-- Supplied material --

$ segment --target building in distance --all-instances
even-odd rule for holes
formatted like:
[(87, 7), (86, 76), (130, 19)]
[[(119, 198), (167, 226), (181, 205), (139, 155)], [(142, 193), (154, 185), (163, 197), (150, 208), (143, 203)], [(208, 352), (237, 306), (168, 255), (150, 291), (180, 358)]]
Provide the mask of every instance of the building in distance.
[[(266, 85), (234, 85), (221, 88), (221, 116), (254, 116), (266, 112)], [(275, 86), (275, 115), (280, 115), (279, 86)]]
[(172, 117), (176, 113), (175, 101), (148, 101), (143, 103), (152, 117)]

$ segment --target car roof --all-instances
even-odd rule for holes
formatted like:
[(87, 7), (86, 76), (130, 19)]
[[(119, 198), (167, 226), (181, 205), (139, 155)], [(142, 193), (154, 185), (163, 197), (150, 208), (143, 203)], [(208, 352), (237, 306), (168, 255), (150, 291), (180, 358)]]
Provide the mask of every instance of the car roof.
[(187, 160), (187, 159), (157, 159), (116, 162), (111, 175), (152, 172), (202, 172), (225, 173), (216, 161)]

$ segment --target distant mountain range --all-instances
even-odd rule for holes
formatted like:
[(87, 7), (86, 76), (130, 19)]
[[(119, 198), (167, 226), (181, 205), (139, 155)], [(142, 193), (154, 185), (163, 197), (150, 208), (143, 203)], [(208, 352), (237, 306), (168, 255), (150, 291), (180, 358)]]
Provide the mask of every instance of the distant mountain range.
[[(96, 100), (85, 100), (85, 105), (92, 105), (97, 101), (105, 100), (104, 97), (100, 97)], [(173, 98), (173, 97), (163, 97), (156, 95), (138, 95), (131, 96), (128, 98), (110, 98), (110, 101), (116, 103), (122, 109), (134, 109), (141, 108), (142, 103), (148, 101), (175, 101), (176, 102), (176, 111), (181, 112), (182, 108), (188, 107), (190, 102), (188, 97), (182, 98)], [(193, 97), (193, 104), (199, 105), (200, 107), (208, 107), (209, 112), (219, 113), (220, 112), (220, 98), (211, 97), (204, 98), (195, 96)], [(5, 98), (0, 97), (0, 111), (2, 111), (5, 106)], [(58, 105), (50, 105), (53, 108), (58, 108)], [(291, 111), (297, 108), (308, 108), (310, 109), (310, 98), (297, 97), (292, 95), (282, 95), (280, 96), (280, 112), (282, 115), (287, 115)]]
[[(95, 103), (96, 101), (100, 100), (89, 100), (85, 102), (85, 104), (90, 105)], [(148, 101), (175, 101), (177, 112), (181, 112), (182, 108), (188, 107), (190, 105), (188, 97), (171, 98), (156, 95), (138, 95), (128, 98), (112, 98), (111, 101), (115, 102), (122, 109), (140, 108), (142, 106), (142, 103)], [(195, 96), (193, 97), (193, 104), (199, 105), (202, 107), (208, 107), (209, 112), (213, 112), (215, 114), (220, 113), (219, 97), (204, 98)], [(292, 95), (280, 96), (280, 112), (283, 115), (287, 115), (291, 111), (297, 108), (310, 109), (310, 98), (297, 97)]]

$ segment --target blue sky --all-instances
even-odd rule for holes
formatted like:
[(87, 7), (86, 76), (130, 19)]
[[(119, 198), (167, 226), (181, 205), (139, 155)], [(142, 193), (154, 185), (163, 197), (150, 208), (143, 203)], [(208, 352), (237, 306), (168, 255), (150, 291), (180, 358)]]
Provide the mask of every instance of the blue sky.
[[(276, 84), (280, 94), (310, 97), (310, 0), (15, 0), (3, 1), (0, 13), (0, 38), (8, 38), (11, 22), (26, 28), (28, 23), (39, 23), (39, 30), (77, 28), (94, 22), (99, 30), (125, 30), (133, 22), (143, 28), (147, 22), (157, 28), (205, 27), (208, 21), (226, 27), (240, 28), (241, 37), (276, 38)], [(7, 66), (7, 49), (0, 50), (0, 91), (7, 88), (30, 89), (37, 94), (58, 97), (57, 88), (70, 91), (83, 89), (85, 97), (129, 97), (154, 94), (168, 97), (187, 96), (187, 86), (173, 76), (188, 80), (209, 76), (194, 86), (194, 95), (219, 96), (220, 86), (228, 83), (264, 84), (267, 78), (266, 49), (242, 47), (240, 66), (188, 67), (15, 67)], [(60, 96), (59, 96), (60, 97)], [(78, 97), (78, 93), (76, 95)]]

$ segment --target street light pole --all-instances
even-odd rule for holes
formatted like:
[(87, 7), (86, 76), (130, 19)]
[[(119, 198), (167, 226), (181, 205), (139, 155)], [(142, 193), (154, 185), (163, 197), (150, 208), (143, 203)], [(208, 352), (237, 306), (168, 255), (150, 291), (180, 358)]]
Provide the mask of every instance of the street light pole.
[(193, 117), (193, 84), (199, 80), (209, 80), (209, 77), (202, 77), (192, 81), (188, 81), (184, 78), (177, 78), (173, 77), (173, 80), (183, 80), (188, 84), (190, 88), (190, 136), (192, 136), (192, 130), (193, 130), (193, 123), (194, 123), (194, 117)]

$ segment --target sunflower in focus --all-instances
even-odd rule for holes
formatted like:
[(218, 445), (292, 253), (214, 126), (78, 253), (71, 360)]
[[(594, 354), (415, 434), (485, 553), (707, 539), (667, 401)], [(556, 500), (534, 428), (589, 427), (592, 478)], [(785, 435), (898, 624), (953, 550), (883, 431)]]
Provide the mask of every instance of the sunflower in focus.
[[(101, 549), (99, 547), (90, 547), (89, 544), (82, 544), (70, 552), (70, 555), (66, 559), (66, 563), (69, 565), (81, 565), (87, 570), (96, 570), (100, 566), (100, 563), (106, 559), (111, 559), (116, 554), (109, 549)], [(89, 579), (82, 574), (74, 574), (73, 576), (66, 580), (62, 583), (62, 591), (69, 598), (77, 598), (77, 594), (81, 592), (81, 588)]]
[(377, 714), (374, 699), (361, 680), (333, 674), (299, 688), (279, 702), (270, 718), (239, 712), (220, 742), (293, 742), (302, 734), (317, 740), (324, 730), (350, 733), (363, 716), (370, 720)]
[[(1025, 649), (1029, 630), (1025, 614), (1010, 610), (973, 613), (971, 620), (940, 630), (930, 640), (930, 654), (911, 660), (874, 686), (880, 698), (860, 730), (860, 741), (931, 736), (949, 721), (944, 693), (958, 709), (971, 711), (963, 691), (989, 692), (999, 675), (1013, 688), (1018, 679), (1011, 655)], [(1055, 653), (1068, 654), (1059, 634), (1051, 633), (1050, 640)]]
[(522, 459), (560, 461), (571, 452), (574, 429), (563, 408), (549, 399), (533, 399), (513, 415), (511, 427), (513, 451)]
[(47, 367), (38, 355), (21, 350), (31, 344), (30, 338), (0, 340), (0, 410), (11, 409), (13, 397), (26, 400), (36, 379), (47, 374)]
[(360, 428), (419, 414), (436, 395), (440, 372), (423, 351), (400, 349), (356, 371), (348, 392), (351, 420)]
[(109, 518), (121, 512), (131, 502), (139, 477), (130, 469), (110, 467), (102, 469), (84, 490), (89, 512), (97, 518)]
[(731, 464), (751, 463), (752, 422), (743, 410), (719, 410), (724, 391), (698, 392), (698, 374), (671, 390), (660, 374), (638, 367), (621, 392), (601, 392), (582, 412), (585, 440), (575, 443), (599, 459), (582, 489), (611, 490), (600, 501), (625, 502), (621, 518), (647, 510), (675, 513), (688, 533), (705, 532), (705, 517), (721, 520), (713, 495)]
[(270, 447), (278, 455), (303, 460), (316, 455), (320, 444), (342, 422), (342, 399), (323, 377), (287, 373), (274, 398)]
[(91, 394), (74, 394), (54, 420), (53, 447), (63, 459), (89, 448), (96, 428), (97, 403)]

-- Task instructions --
Turn every line of the entries above into a Markdown table with the columns Row and Line. Put a sequential number in Row and leave out blank lines.

-- Response --
| Row | Line |
|---|---|
| 1 | $ segment --target building in distance --all-instances |
| 2 | even-odd rule for holes |
| 3 | formatted like: |
| 4 | [(87, 7), (86, 76), (130, 19)] |
| 5 | [[(119, 198), (167, 226), (181, 205), (139, 155)], [(142, 193), (154, 185), (163, 197), (150, 208), (143, 203)], [(208, 352), (237, 306), (168, 255), (150, 291), (180, 358)]] |
| 6 | Provide the mask of every instance of the building in distance. |
| 7 | [[(266, 85), (234, 85), (221, 88), (221, 116), (254, 116), (266, 112)], [(275, 86), (275, 115), (280, 115), (279, 86)]] |
| 8 | [(172, 117), (176, 113), (175, 101), (148, 101), (143, 103), (152, 117)] |
| 9 | $ segment --target car roof --all-instances |
| 10 | even-odd rule for holes |
| 11 | formatted like: |
| 12 | [(87, 7), (86, 76), (130, 19)] |
| 13 | [[(119, 198), (167, 226), (181, 205), (139, 155)], [(142, 193), (154, 185), (163, 197), (150, 208), (143, 203)], [(208, 352), (237, 306), (168, 255), (150, 291), (180, 358)]] |
| 14 | Provide the mask of every instance of the car roof. |
| 15 | [(187, 160), (187, 159), (157, 159), (116, 162), (111, 175), (152, 172), (202, 172), (225, 173), (216, 161)] |
| 16 | $ segment --target distant mountain range --all-instances |
| 17 | even-odd rule for holes |
| 18 | formatted like: |
| 19 | [(87, 7), (86, 76), (130, 19)] |
| 20 | [[(119, 198), (167, 226), (181, 205), (139, 155)], [(142, 193), (154, 185), (163, 197), (150, 208), (143, 203)], [(208, 352), (237, 306), (168, 255), (150, 291), (180, 358)]] |
| 21 | Provide the mask of every instance of the distant mountain range. |
| 22 | [[(96, 100), (85, 100), (85, 105), (92, 105), (97, 101), (105, 100), (104, 97), (100, 97)], [(173, 98), (173, 97), (163, 97), (156, 95), (138, 95), (131, 96), (128, 98), (110, 98), (110, 101), (116, 103), (122, 109), (134, 109), (141, 108), (142, 103), (148, 101), (175, 101), (176, 102), (176, 111), (181, 112), (182, 108), (188, 107), (190, 102), (188, 97), (182, 98)], [(193, 97), (193, 104), (199, 105), (200, 107), (208, 107), (209, 112), (219, 113), (220, 112), (220, 98), (211, 97), (204, 98), (195, 96)], [(5, 98), (0, 97), (0, 111), (2, 111), (5, 106)], [(58, 105), (50, 105), (53, 108), (58, 108)], [(291, 111), (297, 108), (308, 108), (310, 109), (310, 98), (297, 97), (292, 95), (282, 95), (280, 96), (280, 112), (282, 115), (287, 115)]] |
| 23 | [[(95, 103), (96, 101), (100, 100), (89, 100), (85, 102), (85, 104), (90, 105)], [(148, 101), (175, 101), (177, 112), (181, 112), (182, 108), (188, 107), (190, 105), (188, 97), (171, 98), (156, 95), (138, 95), (128, 98), (112, 98), (111, 101), (115, 102), (122, 109), (140, 108), (142, 106), (142, 103)], [(195, 96), (193, 97), (193, 104), (199, 105), (202, 107), (208, 107), (209, 112), (213, 112), (215, 114), (220, 113), (219, 97), (204, 98)], [(292, 95), (280, 96), (280, 112), (283, 115), (287, 115), (291, 111), (297, 108), (310, 109), (310, 98), (297, 97)]] |
| 24 | $ segment --target blue sky --all-instances |
| 25 | even-odd rule for holes |
| 26 | formatted like: |
| 27 | [(87, 7), (86, 76), (130, 19)] |
| 28 | [[(119, 198), (167, 226), (181, 205), (139, 155)], [(142, 193), (154, 185), (163, 197), (150, 208), (143, 203)], [(208, 352), (237, 306), (168, 255), (150, 291), (180, 358)]] |
| 29 | Provide the mask of every instance of the blue sky. |
| 30 | [[(276, 84), (280, 94), (310, 97), (310, 0), (15, 0), (3, 1), (0, 13), (0, 38), (8, 38), (11, 22), (26, 28), (28, 23), (39, 23), (39, 30), (77, 28), (94, 22), (99, 30), (125, 30), (133, 22), (143, 28), (147, 22), (157, 28), (205, 27), (208, 21), (226, 27), (240, 28), (241, 37), (276, 38)], [(7, 66), (7, 49), (0, 50), (0, 91), (7, 88), (30, 89), (37, 94), (58, 97), (57, 88), (70, 91), (83, 89), (85, 97), (129, 97), (154, 94), (168, 97), (187, 96), (187, 86), (173, 76), (188, 80), (209, 76), (194, 86), (194, 95), (219, 96), (220, 86), (228, 83), (264, 84), (267, 78), (266, 49), (242, 47), (240, 66), (188, 67), (15, 67)], [(60, 96), (59, 96), (60, 97)], [(78, 97), (78, 93), (76, 95)]] |
| 31 | $ segment --target street light pole --all-instances |
| 32 | even-odd rule for holes |
| 33 | formatted like: |
| 34 | [(87, 7), (86, 76), (130, 19)] |
| 35 | [[(119, 198), (167, 226), (181, 205), (139, 155)], [(142, 193), (154, 185), (163, 197), (150, 208), (143, 203)], [(208, 352), (237, 306), (168, 255), (150, 291), (180, 358)]] |
| 36 | Provide the mask of every instance of the street light pole. |
| 37 | [(193, 117), (193, 84), (199, 80), (209, 80), (209, 77), (202, 77), (192, 81), (188, 81), (184, 78), (177, 78), (173, 77), (173, 80), (183, 80), (188, 84), (190, 88), (190, 136), (192, 136), (192, 130), (193, 130), (193, 123), (194, 123), (194, 117)] |
| 38 | $ segment --target sunflower in focus --all-instances |
| 39 | even-odd rule for holes |
| 40 | formatted like: |
| 41 | [(218, 445), (292, 253), (214, 126), (78, 253), (71, 360)] |
| 42 | [[(594, 354), (415, 434), (485, 553), (707, 539), (667, 401)], [(556, 500), (534, 428), (589, 427), (592, 478)], [(785, 435), (898, 624), (953, 550), (883, 431)]] |
| 43 | Provide the mask of every instance of the sunflower in focus. |
| 44 | [[(101, 549), (99, 547), (90, 547), (89, 544), (82, 544), (70, 552), (70, 555), (66, 559), (66, 563), (69, 565), (81, 565), (87, 570), (96, 570), (100, 566), (100, 563), (106, 559), (111, 559), (116, 554), (109, 549)], [(89, 579), (82, 574), (74, 574), (73, 576), (66, 580), (62, 583), (62, 591), (69, 598), (77, 598), (77, 594), (81, 592), (81, 588)]] |
| 45 | [(377, 714), (374, 699), (361, 680), (333, 674), (299, 688), (279, 702), (270, 718), (239, 712), (220, 742), (293, 742), (302, 734), (317, 740), (324, 730), (350, 733), (363, 716), (370, 720)] |
| 46 | [[(1025, 649), (1029, 630), (1025, 614), (1010, 610), (973, 613), (971, 620), (940, 630), (930, 640), (930, 654), (911, 660), (874, 686), (880, 698), (860, 730), (860, 741), (931, 736), (949, 721), (944, 693), (958, 709), (971, 711), (963, 691), (989, 692), (999, 675), (1013, 688), (1018, 679), (1011, 655)], [(1055, 653), (1068, 654), (1059, 634), (1051, 633), (1050, 640)]] |
| 47 | [(522, 459), (560, 461), (571, 452), (574, 429), (563, 408), (549, 399), (533, 399), (513, 415), (511, 427), (513, 451)] |
| 48 | [(47, 367), (38, 355), (21, 350), (31, 344), (30, 338), (0, 340), (0, 410), (11, 409), (13, 397), (26, 400), (36, 379), (47, 374)] |
| 49 | [(360, 428), (419, 414), (436, 395), (440, 372), (423, 351), (400, 349), (356, 371), (348, 392), (351, 420)] |
| 50 | [(109, 518), (121, 512), (131, 502), (139, 477), (130, 469), (110, 467), (102, 469), (84, 490), (89, 512), (97, 518)] |
| 51 | [(731, 464), (751, 463), (752, 422), (743, 410), (719, 410), (724, 391), (698, 392), (698, 374), (671, 390), (660, 374), (638, 367), (621, 392), (601, 392), (582, 412), (585, 440), (575, 443), (599, 459), (582, 489), (611, 490), (600, 501), (625, 502), (621, 518), (647, 510), (675, 513), (688, 533), (705, 532), (705, 517), (721, 520), (713, 495)] |
| 52 | [(270, 447), (278, 455), (303, 460), (316, 455), (320, 444), (342, 422), (342, 399), (323, 377), (287, 373), (274, 398)] |
| 53 | [(91, 394), (74, 394), (54, 420), (53, 447), (63, 459), (89, 448), (96, 428), (97, 403)] |